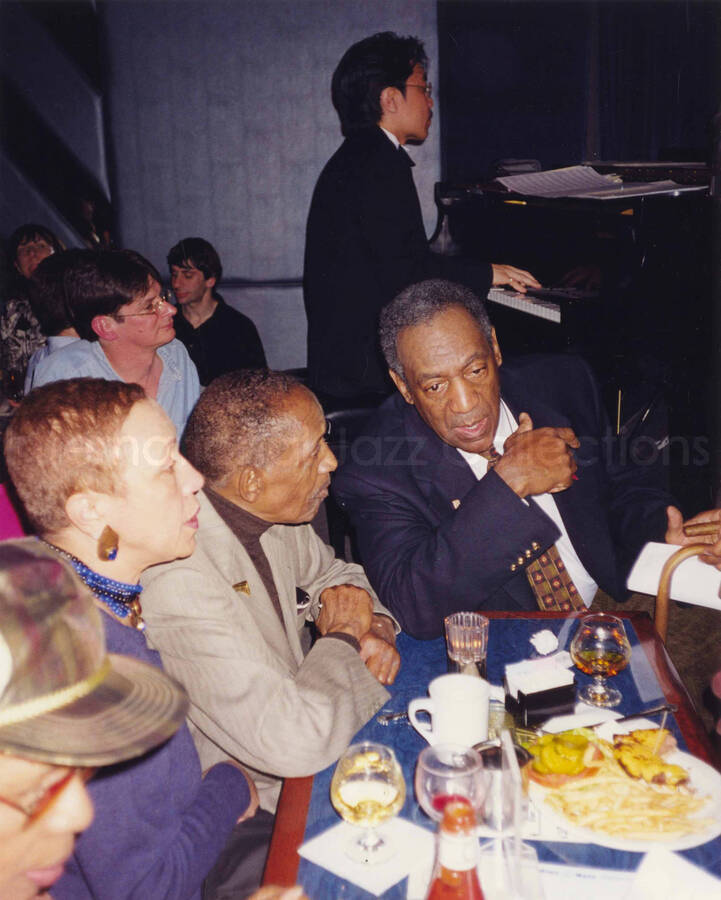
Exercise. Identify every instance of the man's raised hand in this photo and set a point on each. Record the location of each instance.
(538, 460)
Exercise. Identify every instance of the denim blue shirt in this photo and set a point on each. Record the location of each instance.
(178, 390)
(50, 346)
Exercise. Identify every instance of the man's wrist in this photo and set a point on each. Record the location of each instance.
(382, 626)
(349, 639)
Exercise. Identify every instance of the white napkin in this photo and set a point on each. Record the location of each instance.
(692, 582)
(531, 675)
(413, 844)
(663, 874)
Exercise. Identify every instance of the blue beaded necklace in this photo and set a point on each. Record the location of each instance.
(119, 597)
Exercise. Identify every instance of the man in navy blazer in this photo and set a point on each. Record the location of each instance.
(365, 238)
(437, 530)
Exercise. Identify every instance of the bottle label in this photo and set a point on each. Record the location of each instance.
(458, 853)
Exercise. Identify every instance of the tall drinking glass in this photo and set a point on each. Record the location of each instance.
(467, 643)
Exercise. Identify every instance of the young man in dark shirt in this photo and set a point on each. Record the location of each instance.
(218, 338)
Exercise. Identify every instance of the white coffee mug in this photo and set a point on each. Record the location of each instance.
(458, 707)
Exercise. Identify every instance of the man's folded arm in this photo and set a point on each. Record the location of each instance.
(286, 724)
(424, 571)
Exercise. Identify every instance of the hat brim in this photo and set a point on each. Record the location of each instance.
(133, 710)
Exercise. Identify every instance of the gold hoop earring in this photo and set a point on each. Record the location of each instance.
(108, 544)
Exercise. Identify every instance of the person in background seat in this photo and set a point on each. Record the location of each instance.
(218, 338)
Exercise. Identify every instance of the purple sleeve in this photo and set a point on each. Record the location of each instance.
(159, 855)
(159, 826)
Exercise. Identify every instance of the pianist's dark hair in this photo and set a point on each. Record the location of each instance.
(383, 60)
(199, 253)
(241, 419)
(103, 282)
(419, 303)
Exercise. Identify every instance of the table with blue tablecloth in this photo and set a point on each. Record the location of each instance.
(649, 678)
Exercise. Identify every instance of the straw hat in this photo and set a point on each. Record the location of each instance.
(63, 699)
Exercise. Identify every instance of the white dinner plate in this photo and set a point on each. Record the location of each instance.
(704, 779)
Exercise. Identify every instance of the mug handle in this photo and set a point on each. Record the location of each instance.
(426, 705)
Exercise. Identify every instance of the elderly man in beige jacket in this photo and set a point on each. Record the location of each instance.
(230, 621)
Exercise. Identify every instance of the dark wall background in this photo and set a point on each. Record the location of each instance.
(566, 81)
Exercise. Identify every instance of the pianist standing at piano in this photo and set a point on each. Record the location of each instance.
(365, 239)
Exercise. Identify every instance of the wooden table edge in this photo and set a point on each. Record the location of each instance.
(281, 867)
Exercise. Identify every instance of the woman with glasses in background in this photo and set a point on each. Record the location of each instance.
(121, 312)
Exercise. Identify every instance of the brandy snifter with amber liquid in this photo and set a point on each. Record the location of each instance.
(600, 648)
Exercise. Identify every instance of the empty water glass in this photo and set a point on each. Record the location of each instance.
(467, 643)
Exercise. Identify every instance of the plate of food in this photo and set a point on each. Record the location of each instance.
(625, 786)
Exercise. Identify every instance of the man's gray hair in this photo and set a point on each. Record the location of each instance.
(418, 304)
(240, 419)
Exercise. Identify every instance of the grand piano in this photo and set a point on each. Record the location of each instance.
(627, 285)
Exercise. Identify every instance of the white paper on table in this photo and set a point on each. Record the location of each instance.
(585, 882)
(412, 843)
(664, 874)
(557, 880)
(692, 582)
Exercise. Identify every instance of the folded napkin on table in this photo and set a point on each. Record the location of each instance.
(412, 844)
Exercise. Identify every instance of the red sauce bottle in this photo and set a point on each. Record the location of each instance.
(455, 876)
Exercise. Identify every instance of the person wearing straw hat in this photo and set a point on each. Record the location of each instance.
(97, 467)
(66, 707)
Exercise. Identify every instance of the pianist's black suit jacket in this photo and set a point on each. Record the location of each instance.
(427, 559)
(365, 241)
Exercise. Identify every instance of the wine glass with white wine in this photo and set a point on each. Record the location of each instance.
(600, 648)
(368, 789)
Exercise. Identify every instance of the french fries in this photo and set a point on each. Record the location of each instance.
(616, 804)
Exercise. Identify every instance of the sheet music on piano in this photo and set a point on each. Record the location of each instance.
(584, 181)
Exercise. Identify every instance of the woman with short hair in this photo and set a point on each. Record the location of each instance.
(97, 467)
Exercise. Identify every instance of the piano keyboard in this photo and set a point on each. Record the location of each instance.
(535, 306)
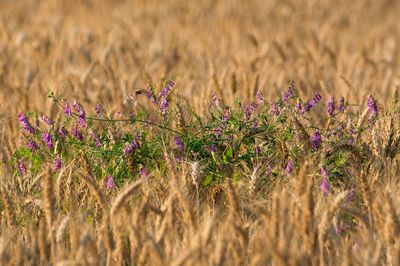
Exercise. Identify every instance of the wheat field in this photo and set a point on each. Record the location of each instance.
(265, 198)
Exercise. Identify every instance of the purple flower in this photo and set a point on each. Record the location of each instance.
(339, 229)
(353, 132)
(258, 149)
(99, 110)
(373, 107)
(138, 134)
(211, 148)
(76, 106)
(307, 107)
(260, 97)
(298, 105)
(289, 92)
(48, 138)
(217, 131)
(352, 194)
(317, 141)
(216, 100)
(290, 166)
(48, 120)
(227, 113)
(164, 107)
(150, 95)
(248, 109)
(32, 146)
(82, 118)
(343, 105)
(77, 133)
(317, 98)
(58, 163)
(275, 110)
(110, 182)
(147, 124)
(270, 167)
(63, 132)
(25, 123)
(97, 139)
(67, 109)
(331, 106)
(22, 168)
(178, 142)
(324, 172)
(325, 186)
(167, 89)
(129, 148)
(143, 172)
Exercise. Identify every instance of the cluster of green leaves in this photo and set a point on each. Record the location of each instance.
(232, 137)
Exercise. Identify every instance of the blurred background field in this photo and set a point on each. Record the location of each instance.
(101, 51)
(104, 51)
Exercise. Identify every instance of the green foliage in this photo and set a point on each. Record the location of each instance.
(233, 137)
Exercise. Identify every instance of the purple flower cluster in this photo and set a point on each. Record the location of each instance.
(307, 107)
(48, 120)
(275, 110)
(352, 194)
(48, 138)
(290, 166)
(151, 96)
(25, 123)
(325, 186)
(216, 100)
(258, 149)
(143, 172)
(260, 97)
(353, 132)
(373, 108)
(317, 140)
(82, 117)
(217, 131)
(331, 106)
(131, 147)
(164, 106)
(227, 113)
(77, 133)
(32, 146)
(290, 92)
(249, 109)
(57, 163)
(179, 143)
(22, 168)
(269, 170)
(111, 185)
(62, 132)
(343, 105)
(97, 139)
(67, 109)
(166, 90)
(99, 110)
(337, 131)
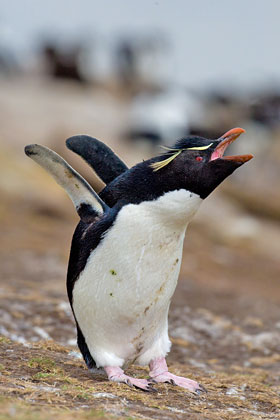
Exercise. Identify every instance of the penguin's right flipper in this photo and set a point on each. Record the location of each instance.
(86, 201)
(100, 157)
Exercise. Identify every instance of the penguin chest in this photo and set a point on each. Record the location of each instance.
(121, 299)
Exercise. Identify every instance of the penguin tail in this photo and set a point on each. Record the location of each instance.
(87, 203)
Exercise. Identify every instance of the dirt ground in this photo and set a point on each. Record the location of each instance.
(224, 318)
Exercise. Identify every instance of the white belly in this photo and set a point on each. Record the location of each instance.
(122, 297)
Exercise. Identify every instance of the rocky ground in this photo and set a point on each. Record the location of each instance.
(224, 319)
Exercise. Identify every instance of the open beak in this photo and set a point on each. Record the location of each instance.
(228, 138)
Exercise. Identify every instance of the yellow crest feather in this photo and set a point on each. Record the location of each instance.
(159, 165)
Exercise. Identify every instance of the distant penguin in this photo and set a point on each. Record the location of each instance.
(127, 248)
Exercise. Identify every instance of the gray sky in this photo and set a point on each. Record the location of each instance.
(213, 40)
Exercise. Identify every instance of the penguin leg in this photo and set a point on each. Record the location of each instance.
(159, 373)
(116, 374)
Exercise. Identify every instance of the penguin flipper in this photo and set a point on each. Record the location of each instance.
(100, 157)
(85, 200)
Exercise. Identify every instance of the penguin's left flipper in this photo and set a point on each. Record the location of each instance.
(85, 199)
(100, 157)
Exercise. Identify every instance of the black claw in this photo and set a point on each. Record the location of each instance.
(201, 387)
(200, 390)
(128, 383)
(151, 389)
(147, 389)
(172, 382)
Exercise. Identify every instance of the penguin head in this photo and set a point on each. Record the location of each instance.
(194, 163)
(198, 164)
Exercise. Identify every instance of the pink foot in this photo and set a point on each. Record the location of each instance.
(116, 374)
(159, 373)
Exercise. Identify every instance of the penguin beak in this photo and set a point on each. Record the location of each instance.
(224, 141)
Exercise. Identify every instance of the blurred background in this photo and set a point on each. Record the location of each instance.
(137, 75)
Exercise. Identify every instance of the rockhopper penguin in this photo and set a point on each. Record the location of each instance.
(127, 248)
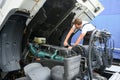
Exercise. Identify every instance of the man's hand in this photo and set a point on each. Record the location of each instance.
(65, 43)
(70, 47)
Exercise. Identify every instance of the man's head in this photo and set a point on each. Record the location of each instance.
(78, 23)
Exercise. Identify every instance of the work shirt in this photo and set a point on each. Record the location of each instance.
(85, 27)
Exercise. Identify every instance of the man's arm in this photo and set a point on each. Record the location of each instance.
(79, 39)
(68, 36)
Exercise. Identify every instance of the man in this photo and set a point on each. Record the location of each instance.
(86, 30)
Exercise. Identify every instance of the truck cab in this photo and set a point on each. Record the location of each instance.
(22, 20)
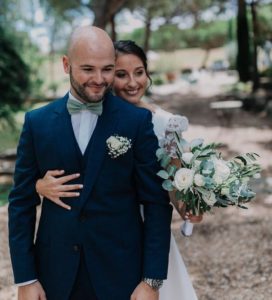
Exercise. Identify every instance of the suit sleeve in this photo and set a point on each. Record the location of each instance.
(157, 210)
(23, 200)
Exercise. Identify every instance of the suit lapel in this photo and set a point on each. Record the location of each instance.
(65, 139)
(106, 126)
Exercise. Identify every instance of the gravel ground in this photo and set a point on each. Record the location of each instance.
(229, 254)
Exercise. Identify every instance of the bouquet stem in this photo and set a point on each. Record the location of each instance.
(187, 228)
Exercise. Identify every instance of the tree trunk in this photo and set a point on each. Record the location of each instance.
(243, 56)
(147, 31)
(256, 79)
(113, 29)
(205, 59)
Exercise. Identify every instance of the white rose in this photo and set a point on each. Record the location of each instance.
(222, 171)
(114, 143)
(198, 180)
(217, 179)
(209, 198)
(184, 179)
(257, 176)
(225, 191)
(197, 163)
(187, 157)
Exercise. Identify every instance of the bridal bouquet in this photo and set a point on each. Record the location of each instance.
(201, 178)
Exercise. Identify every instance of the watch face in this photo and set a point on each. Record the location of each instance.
(154, 283)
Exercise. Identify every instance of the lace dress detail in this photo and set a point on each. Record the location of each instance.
(165, 126)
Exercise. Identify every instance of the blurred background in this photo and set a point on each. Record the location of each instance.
(210, 61)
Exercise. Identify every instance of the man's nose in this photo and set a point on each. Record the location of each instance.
(98, 78)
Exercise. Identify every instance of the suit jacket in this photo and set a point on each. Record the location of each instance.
(105, 222)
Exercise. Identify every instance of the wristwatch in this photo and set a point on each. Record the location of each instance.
(155, 284)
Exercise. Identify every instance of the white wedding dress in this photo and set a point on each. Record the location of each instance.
(178, 285)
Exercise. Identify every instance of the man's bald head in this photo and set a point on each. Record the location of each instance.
(92, 37)
(90, 63)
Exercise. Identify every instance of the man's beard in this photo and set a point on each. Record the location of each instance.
(80, 90)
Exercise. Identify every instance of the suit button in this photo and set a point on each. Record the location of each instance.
(76, 248)
(82, 217)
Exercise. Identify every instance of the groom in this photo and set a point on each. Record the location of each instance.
(100, 249)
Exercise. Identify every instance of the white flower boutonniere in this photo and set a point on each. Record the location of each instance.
(118, 145)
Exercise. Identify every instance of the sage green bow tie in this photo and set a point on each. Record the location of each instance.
(75, 107)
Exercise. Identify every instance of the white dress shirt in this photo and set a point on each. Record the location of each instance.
(83, 123)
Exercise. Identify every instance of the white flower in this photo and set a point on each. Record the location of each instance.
(114, 143)
(225, 191)
(257, 176)
(209, 198)
(183, 179)
(197, 163)
(222, 171)
(118, 145)
(199, 180)
(187, 157)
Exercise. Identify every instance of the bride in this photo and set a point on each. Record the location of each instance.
(130, 83)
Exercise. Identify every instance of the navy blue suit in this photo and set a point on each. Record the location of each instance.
(105, 222)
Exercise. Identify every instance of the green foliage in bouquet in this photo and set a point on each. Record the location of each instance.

- **What is asked**: Write the lines out exactly, from the one with "Exercise. Identify every instance of the white wedding" down to the last line of the listing, and leave out all others.

- **Full output**:
Exercise. Identify every instance of the white wedding dress in this photo and set a point on each. Record the location of each instance.
(178, 285)
Exercise. Identify every instance of the man's bald head in this photo and set a point on each. Record the location of each instance.
(92, 37)
(90, 63)
Exercise. Identify every instance of the man's beard in this photo and set a point on each. Record the location of each instance.
(80, 90)
Exercise. Identify every instance of the suit button in this photo and set a point on each. Record the location of each instance.
(76, 248)
(82, 217)
Exercise. Identify every instance of the groom in this photo and set a point on each. Record the location of each instance.
(100, 249)
Exercise. Identify every instance of the white flower boutonniere in this photo and set a point on each. Record the location of each instance.
(118, 145)
Exercise. Identify every instance of the sage green bow tie in this photo and set a point on each. Record the location of each instance.
(75, 107)
Exercise. Identify every instance of the white dress shirt in this photo and set a point on each. Record the location of each instance.
(83, 123)
Exercise. Identify every instance of the white flower in this photo and set a point on each. Record the location of each instance.
(114, 143)
(225, 191)
(257, 176)
(209, 198)
(183, 179)
(197, 163)
(222, 171)
(118, 145)
(199, 180)
(187, 157)
Exercise. Identify every instance of the bride in this photo and set a point on each. Record the location of each instance.
(130, 83)
Exercise. Identify every instance of the navy blue suit in this photo and set a point on each. Record the location of each instance.
(105, 222)
Exercise. Identify every instance of the green foliage in bouquet in this photo and set a point on each. Record the location of each instance.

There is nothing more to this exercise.